→ **Your task**
Please retype the data in full and exactly; the pictures are not part of the copy.

------------------------------

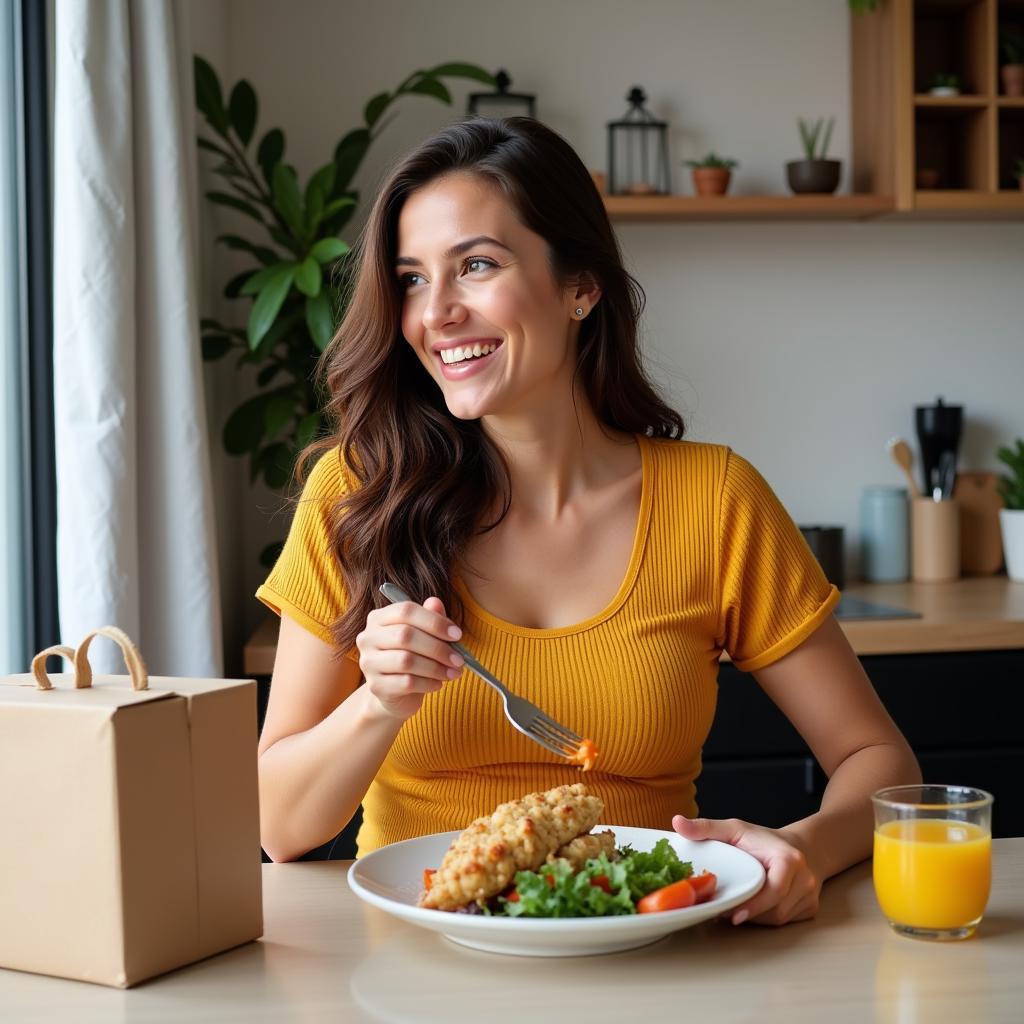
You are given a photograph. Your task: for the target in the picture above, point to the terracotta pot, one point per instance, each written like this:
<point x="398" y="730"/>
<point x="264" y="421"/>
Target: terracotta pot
<point x="1013" y="79"/>
<point x="813" y="175"/>
<point x="711" y="180"/>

------------------------------

→ **Answer for the task**
You are given a photograph. Your task: for the target in the picture above, point to the terracotta pot, one point per instance, each written like this:
<point x="398" y="730"/>
<point x="264" y="421"/>
Target: terracotta pot
<point x="1013" y="79"/>
<point x="813" y="175"/>
<point x="711" y="180"/>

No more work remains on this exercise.